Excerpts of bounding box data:
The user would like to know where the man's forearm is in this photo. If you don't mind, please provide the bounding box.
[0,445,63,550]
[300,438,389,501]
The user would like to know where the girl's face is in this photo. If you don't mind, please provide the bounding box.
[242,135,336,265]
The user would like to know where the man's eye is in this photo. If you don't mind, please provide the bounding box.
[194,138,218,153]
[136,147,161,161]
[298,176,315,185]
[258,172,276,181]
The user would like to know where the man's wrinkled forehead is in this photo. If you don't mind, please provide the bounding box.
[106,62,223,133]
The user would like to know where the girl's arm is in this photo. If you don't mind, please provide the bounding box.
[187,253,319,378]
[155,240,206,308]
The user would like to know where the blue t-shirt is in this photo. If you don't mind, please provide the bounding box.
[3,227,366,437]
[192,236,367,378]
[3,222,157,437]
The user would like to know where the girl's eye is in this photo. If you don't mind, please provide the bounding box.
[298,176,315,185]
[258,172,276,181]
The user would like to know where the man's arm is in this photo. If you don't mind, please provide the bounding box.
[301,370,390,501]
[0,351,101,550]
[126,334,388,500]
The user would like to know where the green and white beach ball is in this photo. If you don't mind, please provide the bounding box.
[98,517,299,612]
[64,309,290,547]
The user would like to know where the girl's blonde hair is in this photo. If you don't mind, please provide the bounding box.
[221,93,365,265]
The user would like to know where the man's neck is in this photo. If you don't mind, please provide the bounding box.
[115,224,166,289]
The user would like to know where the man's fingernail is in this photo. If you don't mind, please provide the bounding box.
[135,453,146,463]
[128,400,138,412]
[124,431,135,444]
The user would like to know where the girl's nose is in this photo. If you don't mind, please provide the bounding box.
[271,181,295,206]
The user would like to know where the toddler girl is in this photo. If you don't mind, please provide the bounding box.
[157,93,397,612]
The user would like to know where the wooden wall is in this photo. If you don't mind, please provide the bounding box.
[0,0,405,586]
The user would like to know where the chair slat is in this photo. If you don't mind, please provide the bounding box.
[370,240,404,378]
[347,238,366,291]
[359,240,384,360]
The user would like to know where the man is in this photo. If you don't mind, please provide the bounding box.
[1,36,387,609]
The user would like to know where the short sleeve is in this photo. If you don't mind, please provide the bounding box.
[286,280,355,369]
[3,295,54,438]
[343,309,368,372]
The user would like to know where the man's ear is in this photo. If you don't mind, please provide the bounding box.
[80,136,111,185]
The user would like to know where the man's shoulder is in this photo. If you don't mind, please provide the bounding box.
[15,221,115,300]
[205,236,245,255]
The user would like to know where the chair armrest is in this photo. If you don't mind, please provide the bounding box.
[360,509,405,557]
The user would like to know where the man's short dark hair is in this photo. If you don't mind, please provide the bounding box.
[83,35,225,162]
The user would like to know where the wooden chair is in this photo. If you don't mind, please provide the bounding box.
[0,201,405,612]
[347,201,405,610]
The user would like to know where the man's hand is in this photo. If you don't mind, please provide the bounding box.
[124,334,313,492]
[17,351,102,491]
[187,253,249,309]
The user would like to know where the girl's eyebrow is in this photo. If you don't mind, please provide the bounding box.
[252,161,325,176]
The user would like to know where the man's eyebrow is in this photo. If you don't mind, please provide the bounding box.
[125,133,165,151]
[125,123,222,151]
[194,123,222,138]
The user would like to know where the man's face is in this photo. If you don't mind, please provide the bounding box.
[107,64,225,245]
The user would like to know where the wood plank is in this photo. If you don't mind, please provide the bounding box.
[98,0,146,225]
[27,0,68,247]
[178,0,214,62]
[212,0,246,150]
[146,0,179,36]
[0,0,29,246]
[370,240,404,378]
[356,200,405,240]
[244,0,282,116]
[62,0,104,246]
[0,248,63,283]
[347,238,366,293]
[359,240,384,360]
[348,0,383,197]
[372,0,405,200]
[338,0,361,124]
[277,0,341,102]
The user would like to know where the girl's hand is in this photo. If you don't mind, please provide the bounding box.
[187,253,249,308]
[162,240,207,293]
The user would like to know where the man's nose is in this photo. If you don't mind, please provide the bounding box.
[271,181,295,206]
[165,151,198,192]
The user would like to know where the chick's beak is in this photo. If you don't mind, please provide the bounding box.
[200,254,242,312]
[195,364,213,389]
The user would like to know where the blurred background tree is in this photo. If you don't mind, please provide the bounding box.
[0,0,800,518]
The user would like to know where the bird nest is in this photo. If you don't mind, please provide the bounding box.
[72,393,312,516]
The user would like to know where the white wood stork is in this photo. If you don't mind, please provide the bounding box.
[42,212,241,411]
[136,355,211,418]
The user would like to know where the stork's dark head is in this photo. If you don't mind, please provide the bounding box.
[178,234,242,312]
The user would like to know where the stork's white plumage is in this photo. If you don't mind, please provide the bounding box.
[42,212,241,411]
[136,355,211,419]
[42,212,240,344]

**PROBLEM DETAILS:**
Rewrite the material above with "If you don't mind" swapped for "If possible" everywhere it occurs, leaving everything else unchanged.

**ANSWER TO THIS PROBLEM:**
The user would like to know where the man's forearm is in this photo. If possible, please provide the bounding box.
[0,445,63,550]
[300,438,389,501]
The user would like to know where the girl's face is in this photo. If possible, please provide the bounding box.
[242,135,336,265]
The user would like to know where the man's eye is in this photo. If possible, please provide the bounding box.
[194,138,218,153]
[136,147,161,161]
[298,176,315,185]
[258,172,276,181]
The user would like to know where the man's wrinkled forehead is in this photo. If possible, please provide the bounding box.
[106,62,223,133]
The user would like to know where the girl's arm is in this photo. If possible, please provide the bounding box.
[187,253,319,378]
[155,240,206,308]
The user would like to know where the blue t-shirt is in this photo. If possible, please provide the bounding box.
[3,227,366,437]
[192,236,367,378]
[3,222,157,437]
The user would like to know where the girl's eye is in this photo. If possible, please provide the bounding box.
[298,176,315,185]
[258,172,276,181]
The user would like to know where the man's arm is in this photo. If possible, please provide the bounding box.
[301,370,390,501]
[0,351,101,550]
[126,334,388,500]
The user would like to know where the green and white beach ball is in this photo. If possible, please provide the bounding box.
[98,517,299,612]
[64,309,290,547]
The user would like to know where the girl's blonde hair is in this photo. If possible, please provide the bounding box.
[221,93,365,265]
The user would like to know where the man's neck is in this photo. If possible, please provide the bounding box.
[115,224,166,289]
The user would like to know where the man's fingernail is in this photo. If possible, please provide the bounding box.
[135,453,146,463]
[128,400,138,412]
[124,431,135,444]
The user would like to know where the girl's nose is in this photo. If possible, please provide the bounding box.
[271,181,295,206]
The user would like to know where the toddler girl is in this photo. If possible, please provide the bounding box.
[157,93,397,612]
The user would like to know where the wooden wall is in this photo. If possible, please provide the bounding box.
[0,0,405,586]
The user would like to know where the chair slat is in this photo. If possible, please provide the bounding box.
[370,240,404,378]
[347,238,366,291]
[359,240,384,360]
The user would like to know where the man is in this photo. If possible, please provide the bounding box.
[1,36,387,609]
The user would like to know where the short sleeve is in this photo. If possible, please provide the bounding box.
[286,280,355,369]
[3,295,54,438]
[343,309,368,372]
The user would like to know where the man's ear is in this photo. If possible, please provide the bounding box.
[80,136,111,185]
The user would like to know where the man's shoulder is in this photo. If possible, please provide the bounding box.
[15,221,115,300]
[205,236,245,255]
The user would like to know where the chair armrest is in this photo. If possible, please provide the bounding box.
[360,509,405,557]
The user would like to know where the man's short dark hair is in this photo. If possible, please provide the bounding box.
[83,35,225,162]
The user would like to know where the wooden chair is in this photo. If possible, please provide the bounding box.
[0,201,405,612]
[347,201,405,610]
The user would like to know where the man's hand is in this photo. If possible, please provide the bounding box.
[124,334,313,492]
[17,351,102,491]
[187,253,249,309]
The user would like to know where the girl's eyebrow is in this photo. If possible, please provide the bounding box.
[252,161,325,176]
The user would like to know where the man's eyebrow is in this photo. If possible, please provide the bounding box.
[125,133,165,151]
[125,123,222,151]
[194,123,222,138]
The user would like to know where the man's face is in this photo. If possible, please provide the bounding box.
[107,64,225,245]
The user would like to know where the wood plank is in this photo. If possible, please provide the bounding box.
[98,0,146,225]
[27,0,68,247]
[178,0,214,62]
[212,0,246,150]
[146,0,179,36]
[0,0,29,246]
[370,240,404,378]
[356,200,405,240]
[244,0,282,116]
[62,0,104,246]
[0,248,63,283]
[347,238,366,293]
[359,240,384,360]
[348,0,383,197]
[372,0,405,200]
[338,0,361,124]
[277,0,341,102]
The user would like to know where the girl's hand is in this photo. If possible, please provide the bounding box.
[187,253,249,308]
[162,240,207,293]
The user would like to know where the man's nose is in this photo. If possible, please provide the bounding box.
[271,181,295,206]
[165,151,198,192]
The user would like to know where the chick's beak is in this photo. If possible, please provide the bounding box.
[200,254,242,312]
[195,364,213,389]
The user would like to know where the blurred background tree is in this photo. If possible, please provide the bounding box.
[0,0,800,518]
The user would like to know where the bird nest is in this photo. If possible, please provide the bounding box.
[72,393,312,516]
The user would like to know where the white wood stork is in this photo. If possible, please provide the bounding box.
[42,212,241,411]
[136,355,211,418]
The user would like to know where the stork's dark head is in this photo. If possible, please provide the bounding box.
[178,234,242,312]
The user would like to know where the stork's white plumage is in this photo. If possible, please provide the bounding box.
[42,212,241,411]
[136,355,211,419]
[42,212,240,344]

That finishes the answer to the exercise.